_AIM OF THE EXERCISE_
From the listing below, keep only the lines that contain the string "dark" and copy them out. Treat the match as case-sensitive.

_DATA FOR THIS TASK_

>> BEGIN

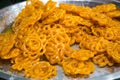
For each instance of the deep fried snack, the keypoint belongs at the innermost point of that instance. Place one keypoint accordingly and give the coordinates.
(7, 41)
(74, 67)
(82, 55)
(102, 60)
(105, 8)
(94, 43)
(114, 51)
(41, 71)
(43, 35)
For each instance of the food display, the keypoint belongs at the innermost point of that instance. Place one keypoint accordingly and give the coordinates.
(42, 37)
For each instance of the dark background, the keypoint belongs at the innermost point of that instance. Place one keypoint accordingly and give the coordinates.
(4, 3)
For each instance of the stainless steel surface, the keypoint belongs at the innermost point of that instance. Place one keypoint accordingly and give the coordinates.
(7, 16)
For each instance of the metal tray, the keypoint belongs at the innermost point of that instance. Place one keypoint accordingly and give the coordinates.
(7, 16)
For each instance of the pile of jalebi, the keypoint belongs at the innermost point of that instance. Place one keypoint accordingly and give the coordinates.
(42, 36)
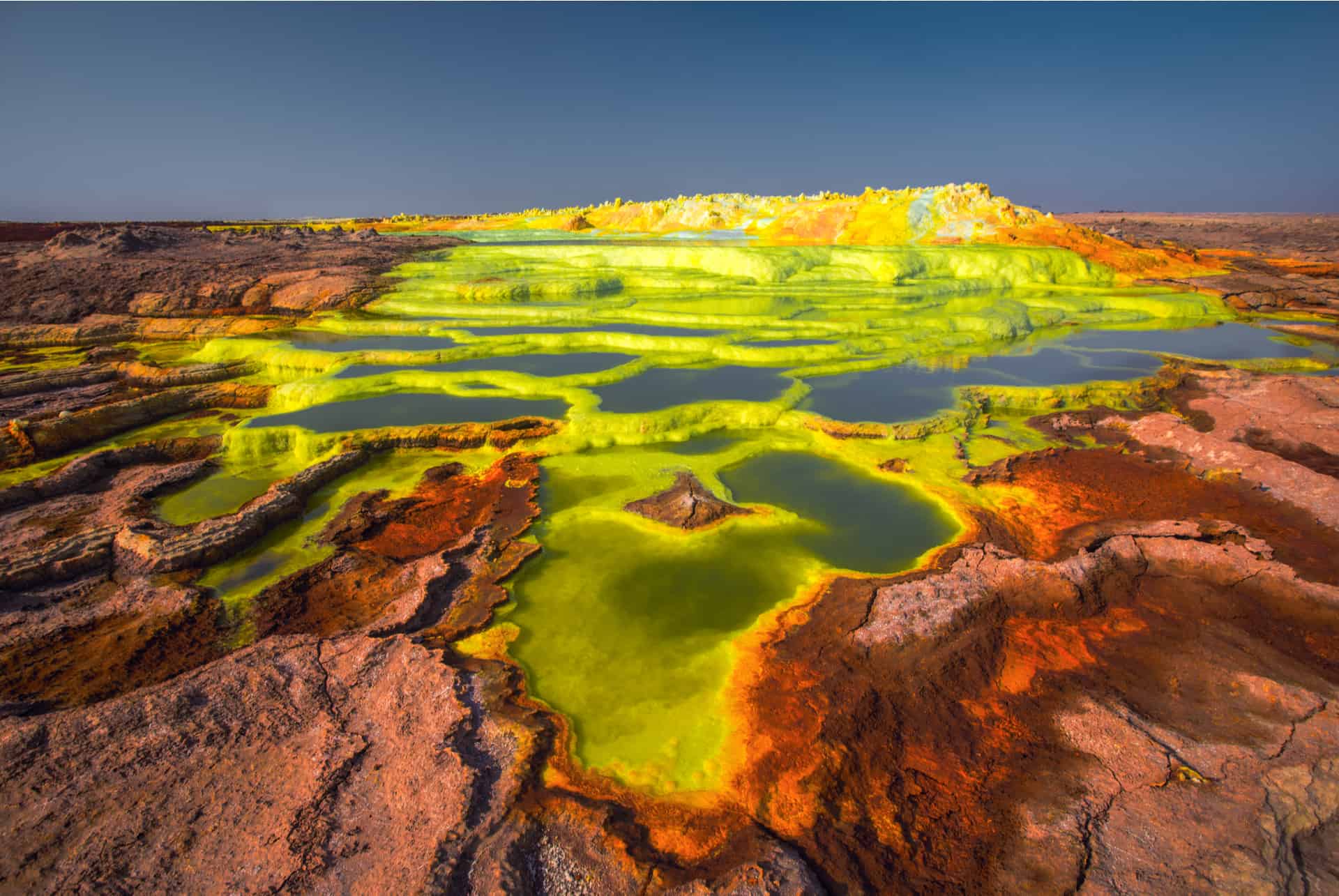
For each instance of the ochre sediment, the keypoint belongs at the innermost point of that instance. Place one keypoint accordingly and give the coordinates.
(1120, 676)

>> END
>> BEGIN

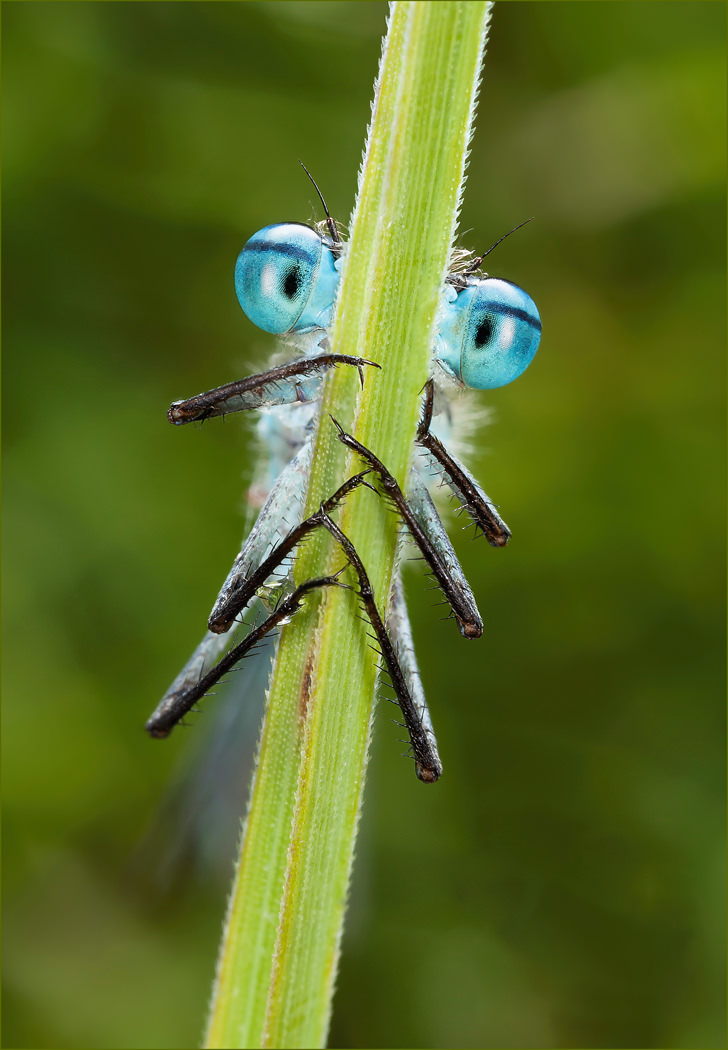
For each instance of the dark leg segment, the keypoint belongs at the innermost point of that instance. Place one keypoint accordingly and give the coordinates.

>> END
>> BEGIN

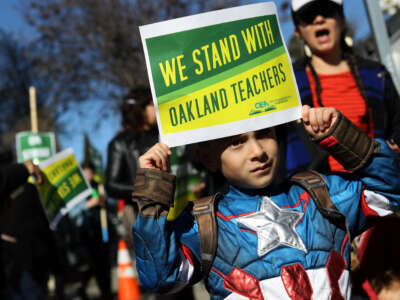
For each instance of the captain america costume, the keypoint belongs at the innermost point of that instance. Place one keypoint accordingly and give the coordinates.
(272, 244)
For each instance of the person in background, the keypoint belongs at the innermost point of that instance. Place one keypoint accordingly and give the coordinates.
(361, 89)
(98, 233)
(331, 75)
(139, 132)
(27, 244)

>> END

_ANSWER TO THE PROBLEM_
For each instance of the dark background, the keypoint belongs at the innermost point of that instance. Place one keypoint accordingly and give the coordinates.
For each instance of the dark leg segment, the keypoint belongs at the innermost point of that instance. Place one keypoint accordingly and give the coordinates.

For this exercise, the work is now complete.